● **Instructions to follow**
Could you reproduce every record below exactly, excluding all pictures?

● **Records provided**
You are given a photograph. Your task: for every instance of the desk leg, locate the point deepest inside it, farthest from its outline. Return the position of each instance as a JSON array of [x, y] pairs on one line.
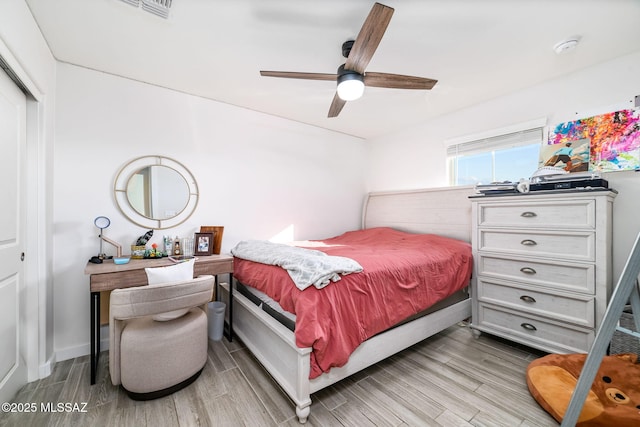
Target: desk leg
[[230, 307], [95, 334], [228, 326]]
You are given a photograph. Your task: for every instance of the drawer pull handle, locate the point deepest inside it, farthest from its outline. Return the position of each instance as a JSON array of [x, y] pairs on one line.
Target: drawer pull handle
[[527, 298]]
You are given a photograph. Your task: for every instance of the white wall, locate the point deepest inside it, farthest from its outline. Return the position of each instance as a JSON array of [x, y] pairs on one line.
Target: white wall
[[27, 53], [258, 175], [416, 158]]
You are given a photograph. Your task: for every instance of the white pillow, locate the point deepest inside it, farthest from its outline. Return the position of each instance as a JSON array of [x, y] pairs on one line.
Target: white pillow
[[174, 273]]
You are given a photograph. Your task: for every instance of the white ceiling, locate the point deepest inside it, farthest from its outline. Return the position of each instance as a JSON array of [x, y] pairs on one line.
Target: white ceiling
[[477, 50]]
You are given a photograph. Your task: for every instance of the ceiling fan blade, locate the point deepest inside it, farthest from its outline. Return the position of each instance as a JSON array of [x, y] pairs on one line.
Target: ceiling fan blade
[[398, 81], [295, 75], [336, 106], [369, 38]]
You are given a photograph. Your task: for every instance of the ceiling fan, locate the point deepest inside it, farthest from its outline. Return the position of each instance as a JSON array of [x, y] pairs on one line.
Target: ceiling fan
[[351, 77]]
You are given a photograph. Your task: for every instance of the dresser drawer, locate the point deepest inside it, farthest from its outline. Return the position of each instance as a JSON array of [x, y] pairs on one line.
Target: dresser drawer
[[548, 335], [564, 214], [568, 307], [575, 245], [577, 277]]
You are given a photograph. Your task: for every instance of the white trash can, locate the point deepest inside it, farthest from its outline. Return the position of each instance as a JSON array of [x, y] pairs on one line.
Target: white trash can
[[216, 319]]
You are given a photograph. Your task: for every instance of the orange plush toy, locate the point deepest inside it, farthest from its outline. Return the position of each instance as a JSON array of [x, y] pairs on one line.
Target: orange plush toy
[[614, 398]]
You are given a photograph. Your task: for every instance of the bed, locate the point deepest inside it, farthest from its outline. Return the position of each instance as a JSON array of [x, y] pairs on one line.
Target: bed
[[298, 369]]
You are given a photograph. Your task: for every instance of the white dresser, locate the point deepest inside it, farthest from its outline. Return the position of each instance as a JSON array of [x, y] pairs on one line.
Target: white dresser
[[542, 273]]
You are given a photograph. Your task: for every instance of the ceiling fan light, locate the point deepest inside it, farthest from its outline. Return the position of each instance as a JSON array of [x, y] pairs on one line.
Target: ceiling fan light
[[350, 86]]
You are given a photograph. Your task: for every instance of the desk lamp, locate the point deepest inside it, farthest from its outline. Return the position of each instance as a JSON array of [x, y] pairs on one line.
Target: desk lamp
[[103, 222]]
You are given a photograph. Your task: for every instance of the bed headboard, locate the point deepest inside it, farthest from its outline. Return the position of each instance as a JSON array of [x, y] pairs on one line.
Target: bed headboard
[[445, 211]]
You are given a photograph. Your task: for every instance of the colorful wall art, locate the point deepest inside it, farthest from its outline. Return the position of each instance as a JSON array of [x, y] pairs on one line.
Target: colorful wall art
[[614, 139]]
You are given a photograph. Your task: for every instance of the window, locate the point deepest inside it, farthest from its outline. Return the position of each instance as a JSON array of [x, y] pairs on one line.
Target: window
[[500, 158]]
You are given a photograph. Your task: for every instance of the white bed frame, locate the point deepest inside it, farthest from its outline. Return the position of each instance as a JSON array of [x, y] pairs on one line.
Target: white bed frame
[[444, 211]]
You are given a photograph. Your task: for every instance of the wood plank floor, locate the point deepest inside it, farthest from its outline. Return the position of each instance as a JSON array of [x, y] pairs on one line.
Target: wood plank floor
[[451, 379]]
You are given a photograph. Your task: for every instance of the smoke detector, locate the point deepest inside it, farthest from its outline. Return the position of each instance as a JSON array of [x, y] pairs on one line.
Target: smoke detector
[[566, 45]]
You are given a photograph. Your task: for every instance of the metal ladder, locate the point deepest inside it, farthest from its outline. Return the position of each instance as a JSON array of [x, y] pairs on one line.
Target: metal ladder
[[626, 290]]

● **Your solution**
You are given a photograph. Your task: for every instance of the desk leg, locate the point deepest inside it, farthest from its outline. Return the position of each instance as a JSON array of [x, y] pairs on one line.
Target: desk leg
[[230, 307], [95, 334], [228, 326]]
You are given a photograph. Your task: for every instance of the drawer pull handle, locate the point deepest inside it, farthest from its outline. Return the position of each instance as a JSON array of [x, y] pairs on one line.
Target: drawer pull handle
[[527, 298]]
You are given a photograph. Your task: for every instance of the white wall, locate the point deepest inside it, farthest from its outline. Return the position of each instance as a JSON array of [x, y] pairs on one line.
Target: white wall
[[27, 53], [258, 175], [416, 158]]
You are given a photograph. Your task: for every instance of the white pillow, locate the point deepest inside it, farthest from its outline. Return the position of each instance as a JSON array of [x, y] pairs on one line.
Target: white pillow
[[174, 273]]
You are given a photograph. Your task: for every instance of the white ceiling, locate the point deepest inside it, farthest from its outline. Return the position of each instance as a JSON array of [x, y] pairs on one line.
Target: white ceiling
[[477, 50]]
You are given a photograph. Your task: for every instance of the ceiling fan blade, locate the point deepest inside it, farthest from its outline. Return the position of each instance as a JSON array of [x, y] pairs on one line.
Target: ceiling fan blade
[[398, 81], [295, 75], [336, 106], [369, 38]]
You are given a photograph. Your task: for every instance of the ceiling fan, locate the point deepest inside it, farthest from its outline. Return the position of each instance as a JSON array of [x, y] pairs on one line.
Target: ceiling fan
[[351, 77]]
You are given a photograph. Your task: for every instance of the dresser drawer, locate the point deepest inside it, farthest from its outline. Return the position of each instance as a JSON array of [x, y] pairs on one line.
Target: dresser drawer
[[548, 335], [564, 214], [568, 307], [575, 245], [577, 277]]
You are given a photograph. Your task: for every instance of the white trash can, locate the point deepest inside it, farthest from its outline. Return the position of each instance as a JSON array of [x, y] pairs on one line.
Target: white trash can
[[216, 319]]
You are given a photograph. Your task: for every instance of the orange plush toy, locate the point deepest inside it, farthest from its outline. Return the position of each instance as a JSON array of [x, y] pairs on one line.
Target: orange plush toy
[[614, 398]]
You are given a photograph. Your task: for every instance of the bed, locate the point deepest inside it, farthest from its outline. Return the position of each instance as a JSON array of [x, y] pairs on one line.
Target: bed
[[298, 369]]
You are given a photograph. Your task: for every instance of the white dresser, locate the point deepest inside it, farthest from its outline. Return the position of each instance as a JSON array of [x, y] pairs on one line.
Target: white dresser
[[542, 273]]
You are given a photograph. Your task: for every instance of the ceiling fan light, locate the point deepest inside it, farthest from its outline. Return the position of each instance as a JSON array of [x, y] pairs on one line.
Target: ceiling fan light
[[350, 86]]
You are given a photograph. Your task: for every instance of the desk lamp, locate the point deepest inside it, farthest from its outline. Return the position of each instance as a JSON array of [x, y] pairs on one line.
Target: desk lamp
[[103, 222]]
You are given a photograph. Your task: for every instance of the bed headboard, locate the point deepest inside it, farthest from its outline. Return the position of each instance as a JSON array of [x, y] pairs on one line.
Target: bed headboard
[[445, 211]]
You are given a photograph. Your task: for every instance of the colorful wall art, locate the point deepest inside it, farthest from its outline. Return the position of each instance as a JSON array of [x, y] pairs on one line.
Target: colorful wall art
[[614, 139]]
You are given a photograph. Your task: for every instance of the window, locate the point deepest inside it, farthest from its outline. Return the position of each instance as a JSON array of [x, y] pairs on one line.
Target: window
[[500, 158]]
You are given a photograph. Your task: for every instance of the white bed frame, locate the point deepest inside it, farthest from its outline. Return the position of each instance as a JSON array of [x, y] pairs on one line.
Target: white bed frame
[[444, 211]]
You are given a photograph. Your task: for every instance of the wood plank floor, locate the point deepest inside it, farthest from its outline. Return the position of each instance as a JSON array of [x, y] pairs on one line.
Target: wood plank floor
[[451, 379]]
You are given a photograph. Your task: for every instance of the smoke detector, locate the point deepest inside it, farthest from its outline. Return the position of each instance as a JSON array of [x, y] pairs on one line.
Target: smoke detector
[[566, 45]]
You are given a photograph. Your task: for every instance of the metal ladder, locate the point deepest inside it, farthest from its outline. Return the position of each instance as a JSON array of [x, y] pairs on one line.
Target: metal ladder
[[626, 290]]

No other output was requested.